▸ Trecho do documento:
Antes, porém, entendo necessário esclarecer que, embora não tenha sido colhido o voto do e. Desembargador Federal Fausto De Sanctis quanto à questão preliminar (conhecimento ou não do writ), esse tema está prejudicado, na medida em que, com a minha retificação de voto para conhecer do pedido, ainda que Sua Excelência dele não conheça, deverá manifestar-se sobre o mérito, uma vez que restará vencido na questão preliminar.


De outra parte, também entendo necessário deixar claro que o e. Desembargador Federal José Lunardelli não divergiu de mim para conceder a ordem, mas apenas divergiu quanto a conhecer do pedido de habeas corpus. Uma vez conhecido o pedido, então me pronuncio sobre o seu mérito.


A ele, pois.


São dois pedidos: o primeiro refere-se à imputação pelo crime de associação criminosa (CP, art. 288) e, o segundo, à classificação jurídica do fato relativo ao uso fraudulento de incentivo fiscal com base na Lei Rouanet.

▸ Objetivo:
Reproduza na íntegra, sem nenhuma alteração, o trecho do voto sobre o pedido de habeas corpus.

▸ Conteúdo dos dados:
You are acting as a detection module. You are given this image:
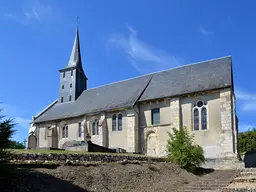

▸ Resolução proposta:
Antes, porém, entendo necessário esclarecer que, embora não tenha sido colhido o voto do e. Desembargador Federal Fausto De Sanctis quanto à questão preliminar (conhecimento ou não do writ), esse tema está prejudicado, na medida em que, com a minha retificação de voto para conhecer do pedido, ainda que Sua Excelência dele não conheça, deverá manifestar-se sobre o mérito, uma vez que restará vencido na questão preliminar.


De outra parte, também entendo necessário deixar claro que o e. Desembargador Federal José Lunardelli não divergiu de mim para conceder a ordem, mas apenas divergiu quanto a conhecer do pedido de habeas corpus. Uma vez conhecido o pedido, então me pronuncio sobre o seu mérito.


A ele, pois.


São dois pedidos: o primeiro refere-se à imputação pelo crime de associação criminosa (CP, art. 288) e, o segundo, à classificação jurídica do fato relativo ao uso fraudulento de incentivo fiscal com base na Lei Rouanet.